▶ EXERCISES TO COMPLETE:
**a)** Answer these questions about the passage on Germanicus and Arminius below:
(i) Into what did Arminius drive part of the fleeing Romans?
(ii) What was required to avoid calamity and stem the flight?
(iii) What word does Tacitus use for the outcome of the fight?
**b)** Find every line in the records below that contains the string "tulle", and copy each one out. Case counts.

▶ DOCUMENT:
On the return march from the Varus battlefield, Germanicus, in his frenzied desire for revenge, allowed Arminius to entice him further and further into difficult terrain. When a Roman cavalry unit was about to close with the Germans, he disappeared with a pivoting as though fleeing into thick woods, into which no riders could follow. At that instant, fresh groups of warriors who had been lying in ambush come storming into their flanks, thoroughly confusing the mounted Romans and compelling them to flee.

 

The cohorts marching behind the cavalry were quickly caught up in a panic. Again, Arminius had chosen terrain that allowed him to drive part of the fleeing Romans into a large bog. It required the arrival of fresh legionnaires in battle formation to avoid calamity and stem the flight.

 

Whenever Tacitus describes the outcome of a fight as “indecisive,” as he does here, it means that he does not want to admit a defeat. The truth is that this action meant another serious blunder on the part of the Romans.

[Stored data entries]
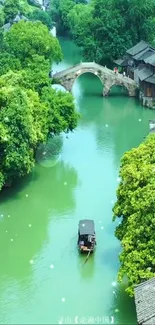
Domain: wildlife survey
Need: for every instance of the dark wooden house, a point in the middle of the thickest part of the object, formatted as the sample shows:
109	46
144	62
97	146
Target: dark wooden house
147	83
145	302
152	126
133	57
139	64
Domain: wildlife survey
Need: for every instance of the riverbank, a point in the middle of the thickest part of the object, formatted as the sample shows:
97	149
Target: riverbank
42	278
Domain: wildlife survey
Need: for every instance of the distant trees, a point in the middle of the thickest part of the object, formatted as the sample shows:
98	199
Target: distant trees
105	29
136	209
29	108
26	39
42	16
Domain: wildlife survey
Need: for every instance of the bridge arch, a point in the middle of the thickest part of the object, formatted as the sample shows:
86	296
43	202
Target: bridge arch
125	86
107	77
92	72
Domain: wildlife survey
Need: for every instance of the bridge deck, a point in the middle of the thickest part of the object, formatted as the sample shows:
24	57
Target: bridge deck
93	66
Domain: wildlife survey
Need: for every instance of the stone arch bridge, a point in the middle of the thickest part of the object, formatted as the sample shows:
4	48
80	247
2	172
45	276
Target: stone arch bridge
108	78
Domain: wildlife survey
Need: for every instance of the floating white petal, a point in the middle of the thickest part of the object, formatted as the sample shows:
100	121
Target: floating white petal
63	299
31	261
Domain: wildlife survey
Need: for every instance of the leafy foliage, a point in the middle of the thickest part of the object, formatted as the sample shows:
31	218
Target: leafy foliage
8	62
30	110
105	29
26	119
42	16
11	8
135	206
26	39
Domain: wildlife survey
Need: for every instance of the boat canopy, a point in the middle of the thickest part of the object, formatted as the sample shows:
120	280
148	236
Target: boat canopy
86	227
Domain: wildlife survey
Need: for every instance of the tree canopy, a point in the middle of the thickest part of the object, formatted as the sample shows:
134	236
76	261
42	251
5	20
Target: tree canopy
135	207
26	119
105	29
30	110
42	16
26	39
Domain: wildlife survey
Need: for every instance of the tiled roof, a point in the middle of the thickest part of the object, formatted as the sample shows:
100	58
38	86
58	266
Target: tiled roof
144	54
151	79
150	59
145	302
144	73
137	48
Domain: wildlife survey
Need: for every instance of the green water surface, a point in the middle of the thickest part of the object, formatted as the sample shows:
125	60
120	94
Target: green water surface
43	279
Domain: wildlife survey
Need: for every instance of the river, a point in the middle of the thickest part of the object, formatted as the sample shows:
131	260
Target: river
43	279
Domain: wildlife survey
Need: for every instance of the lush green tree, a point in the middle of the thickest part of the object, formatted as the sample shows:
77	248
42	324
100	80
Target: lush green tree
59	10
139	18
36	73
8	62
26	39
63	116
135	207
11	9
27	119
23	118
42	16
2	17
80	17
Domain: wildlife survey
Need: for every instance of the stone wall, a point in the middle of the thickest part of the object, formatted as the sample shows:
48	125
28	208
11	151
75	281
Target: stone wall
107	77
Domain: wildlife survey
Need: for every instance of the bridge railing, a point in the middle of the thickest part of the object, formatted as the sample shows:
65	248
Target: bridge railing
67	70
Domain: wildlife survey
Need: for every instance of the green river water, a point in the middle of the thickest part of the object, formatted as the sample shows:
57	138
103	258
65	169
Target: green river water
43	279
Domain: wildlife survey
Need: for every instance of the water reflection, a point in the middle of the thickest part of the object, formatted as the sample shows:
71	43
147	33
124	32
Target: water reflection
24	226
123	307
86	268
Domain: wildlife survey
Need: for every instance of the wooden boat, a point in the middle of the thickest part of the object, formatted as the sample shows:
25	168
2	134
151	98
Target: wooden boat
86	236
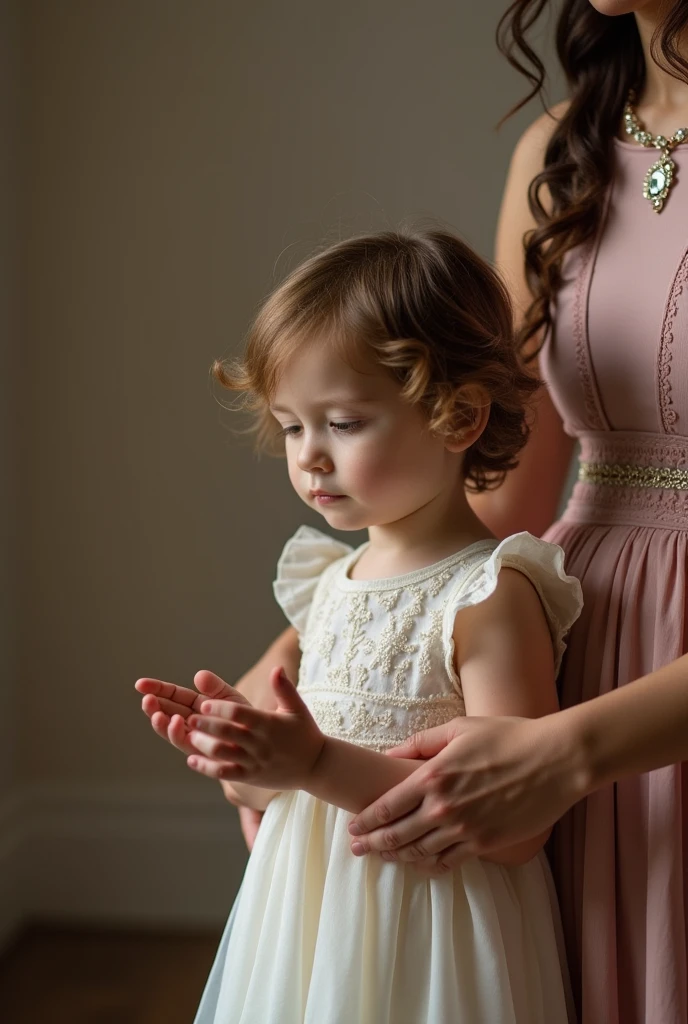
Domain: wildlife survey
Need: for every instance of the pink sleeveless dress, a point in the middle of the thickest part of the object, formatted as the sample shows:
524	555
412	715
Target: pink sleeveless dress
616	364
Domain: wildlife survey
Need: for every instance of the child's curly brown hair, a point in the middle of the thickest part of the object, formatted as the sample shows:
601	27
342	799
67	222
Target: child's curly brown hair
430	310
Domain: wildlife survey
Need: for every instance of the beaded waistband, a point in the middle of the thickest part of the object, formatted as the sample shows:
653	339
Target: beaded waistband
614	474
632	478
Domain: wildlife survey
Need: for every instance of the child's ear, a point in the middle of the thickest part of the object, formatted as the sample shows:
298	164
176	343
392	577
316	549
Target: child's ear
472	412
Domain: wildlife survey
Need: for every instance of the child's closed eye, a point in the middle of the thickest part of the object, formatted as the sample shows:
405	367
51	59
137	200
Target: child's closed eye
348	426
340	426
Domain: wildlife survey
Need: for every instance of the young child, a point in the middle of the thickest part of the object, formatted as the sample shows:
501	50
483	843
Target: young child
387	367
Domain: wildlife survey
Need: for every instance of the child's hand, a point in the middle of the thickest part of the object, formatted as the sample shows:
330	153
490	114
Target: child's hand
169	706
272	750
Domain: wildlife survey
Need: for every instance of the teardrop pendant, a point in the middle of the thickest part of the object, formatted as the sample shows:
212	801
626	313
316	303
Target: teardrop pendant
658	181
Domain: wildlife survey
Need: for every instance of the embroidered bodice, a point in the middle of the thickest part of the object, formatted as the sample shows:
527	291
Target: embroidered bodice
377	654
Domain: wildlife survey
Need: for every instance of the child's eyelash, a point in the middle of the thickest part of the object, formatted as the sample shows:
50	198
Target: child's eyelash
347	426
342	426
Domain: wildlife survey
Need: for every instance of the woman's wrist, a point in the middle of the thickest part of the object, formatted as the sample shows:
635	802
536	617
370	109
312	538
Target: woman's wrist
572	745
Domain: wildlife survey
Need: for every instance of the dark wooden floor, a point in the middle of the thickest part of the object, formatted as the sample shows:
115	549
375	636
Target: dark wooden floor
53	976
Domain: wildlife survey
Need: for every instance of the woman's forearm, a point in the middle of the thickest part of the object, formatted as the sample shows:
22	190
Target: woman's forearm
636	728
351	776
255	683
248	796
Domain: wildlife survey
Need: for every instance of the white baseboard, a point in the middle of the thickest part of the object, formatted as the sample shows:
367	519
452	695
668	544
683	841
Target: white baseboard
126	856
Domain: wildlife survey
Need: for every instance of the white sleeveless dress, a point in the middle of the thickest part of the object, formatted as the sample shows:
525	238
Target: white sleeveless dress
317	936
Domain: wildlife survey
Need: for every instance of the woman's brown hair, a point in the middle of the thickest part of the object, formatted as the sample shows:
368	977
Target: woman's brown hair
429	310
603	59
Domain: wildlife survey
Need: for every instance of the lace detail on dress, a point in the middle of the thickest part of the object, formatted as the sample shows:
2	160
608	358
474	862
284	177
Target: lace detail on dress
667	410
372	678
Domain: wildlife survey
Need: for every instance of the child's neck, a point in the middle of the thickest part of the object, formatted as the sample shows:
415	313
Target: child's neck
432	532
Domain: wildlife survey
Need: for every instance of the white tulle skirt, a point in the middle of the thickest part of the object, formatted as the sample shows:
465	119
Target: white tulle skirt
317	936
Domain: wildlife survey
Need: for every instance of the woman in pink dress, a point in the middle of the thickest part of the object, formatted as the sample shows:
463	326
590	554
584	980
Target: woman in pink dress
605	299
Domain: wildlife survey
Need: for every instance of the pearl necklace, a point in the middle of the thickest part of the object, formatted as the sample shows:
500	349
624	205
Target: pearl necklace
659	177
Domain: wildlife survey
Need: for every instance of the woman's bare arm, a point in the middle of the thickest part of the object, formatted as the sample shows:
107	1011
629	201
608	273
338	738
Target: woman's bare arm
529	497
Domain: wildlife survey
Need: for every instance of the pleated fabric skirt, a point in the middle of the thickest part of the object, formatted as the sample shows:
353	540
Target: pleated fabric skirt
317	936
619	858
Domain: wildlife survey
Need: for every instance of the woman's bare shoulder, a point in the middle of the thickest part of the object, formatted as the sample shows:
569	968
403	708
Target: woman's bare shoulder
529	152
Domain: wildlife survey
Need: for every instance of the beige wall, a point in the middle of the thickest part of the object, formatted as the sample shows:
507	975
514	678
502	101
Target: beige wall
9	454
180	158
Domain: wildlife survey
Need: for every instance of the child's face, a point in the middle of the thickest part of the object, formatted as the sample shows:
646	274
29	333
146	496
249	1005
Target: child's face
356	451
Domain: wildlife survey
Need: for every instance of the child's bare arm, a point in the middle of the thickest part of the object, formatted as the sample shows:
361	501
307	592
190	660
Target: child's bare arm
286	750
504	656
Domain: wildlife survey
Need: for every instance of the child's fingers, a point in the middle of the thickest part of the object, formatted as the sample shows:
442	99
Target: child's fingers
151	705
177	733
228	711
220	770
227	732
170	691
220	750
174	708
212	686
160	722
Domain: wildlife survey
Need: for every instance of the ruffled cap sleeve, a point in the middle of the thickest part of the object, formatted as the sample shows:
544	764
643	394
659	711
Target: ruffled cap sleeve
301	564
543	563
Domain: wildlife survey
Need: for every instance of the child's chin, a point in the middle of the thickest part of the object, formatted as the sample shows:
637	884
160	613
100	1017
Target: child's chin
341	519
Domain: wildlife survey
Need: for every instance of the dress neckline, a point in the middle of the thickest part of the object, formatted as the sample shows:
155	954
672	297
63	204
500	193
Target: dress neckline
344	582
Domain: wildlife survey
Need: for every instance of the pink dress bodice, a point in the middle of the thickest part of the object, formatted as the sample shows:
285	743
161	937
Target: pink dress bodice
612	360
616	365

▶ RESPONSES:
**a)**
(i) A large bog.
(ii) The arrival of fresh legionnaires in battle formation.
(iii) "Indecisive."

**b)**
Need: for every instance of the white tulle skirt, a point in the middle of the thickest part of the object, formatted as the sample shows:
Target: white tulle skirt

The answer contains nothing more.